PROBLEMA CURTO 1 => Reproduza sem alterações as linhas dos registros, começando no início dos registros e terminando na linha que contém "0,0,700,370", com as duas extremidades incluídas. Deixe as imagens de fora da resposta.

FONTE =>

Discurso no Senado Federal

CRISE DE CREDIBILIDADE DO GOVERNO FERNANDO HENRIQUE CARDOSO EM VIRTUDE DOS FATOS OCORRIDOS NA PRIVATIZAÇÃO DA TELEBRAS. ENCAMINHANDO A MESA REQUERIMENTO DE INFORMAÇÕES AO MINISTRO DA FAZENDA SOBRE OS MONTANTES ARRECADADOS E A RESPECTIVA DESTINAÇÃO DO FUNDO DE ESTABILIZAÇÃO FISCAL, NOS ANOS DE 1998 E 1999.

Autor
Emília Fernandes (PDT - Partido Democrático Trabalhista/RS)

PROBLEMA CURTO 2 =>
Responda com base na fonte:
(a) A qual ministro se dirige o requerimento de informações?
(b) A que partido e a que estado pertence a autora?
(c) A quais anos se referem os montantes do Fundo de Estabilização Fiscal?

DADOS FORNECIDOS =>

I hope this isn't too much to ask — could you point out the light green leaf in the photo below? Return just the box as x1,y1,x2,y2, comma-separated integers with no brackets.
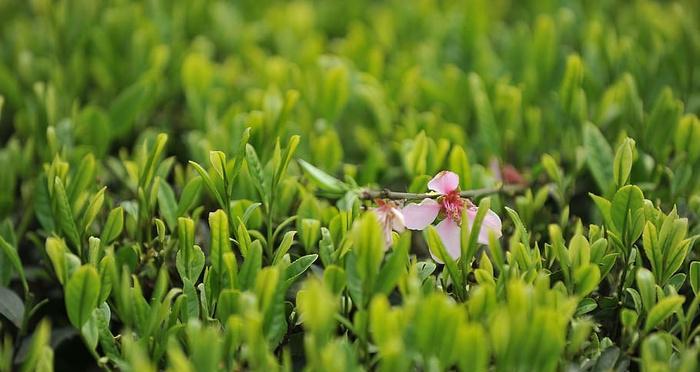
285,254,318,285
53,177,82,254
100,207,124,246
644,295,685,332
583,122,614,195
0,287,24,329
65,265,100,329
613,138,635,187
297,159,348,194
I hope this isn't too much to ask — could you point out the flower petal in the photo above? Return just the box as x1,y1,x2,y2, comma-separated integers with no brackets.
391,208,406,234
467,208,503,245
428,171,459,195
401,198,440,230
435,218,462,260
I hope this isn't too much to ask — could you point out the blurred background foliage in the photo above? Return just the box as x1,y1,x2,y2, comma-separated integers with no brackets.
0,0,700,370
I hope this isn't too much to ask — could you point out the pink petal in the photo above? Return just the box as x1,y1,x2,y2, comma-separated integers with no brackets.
433,218,462,263
428,171,459,195
391,208,406,234
401,198,440,230
467,208,503,245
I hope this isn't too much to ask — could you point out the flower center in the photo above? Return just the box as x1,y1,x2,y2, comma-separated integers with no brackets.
440,190,464,223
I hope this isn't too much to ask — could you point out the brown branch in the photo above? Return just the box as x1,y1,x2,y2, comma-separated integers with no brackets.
360,184,523,200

SOLUÇÃO ESCRITA 1 =>
I hope this isn't too much to ask — could you point out the light green leaf in the photo below? Return just the box as x1,y1,x2,y2, comma-separated integers with no brackets.
285,254,318,285
53,177,82,254
100,207,124,246
644,295,685,332
583,122,614,195
0,287,24,329
65,265,100,329
613,138,635,187
297,159,348,194
I hope this isn't too much to ask — could you point out the flower petal in the photo above? Return just the box as x1,y1,x2,y2, comma-separated integers with no brackets.
391,208,406,234
467,208,503,245
428,171,459,195
401,198,440,230
435,218,462,260
I hope this isn't too much to ask — could you point out the blurred background foliage in the photo above? Return just the box as x1,y1,x2,y2, comma-separated integers with no brackets.
0,0,700,370

SOLUÇÃO ESCRITA 2 =>
(a) Ao Ministro da Fazenda.
(b) Ao PDT (Partido Democrático Trabalhista), pelo RS.
(c) A 1998 e 1999.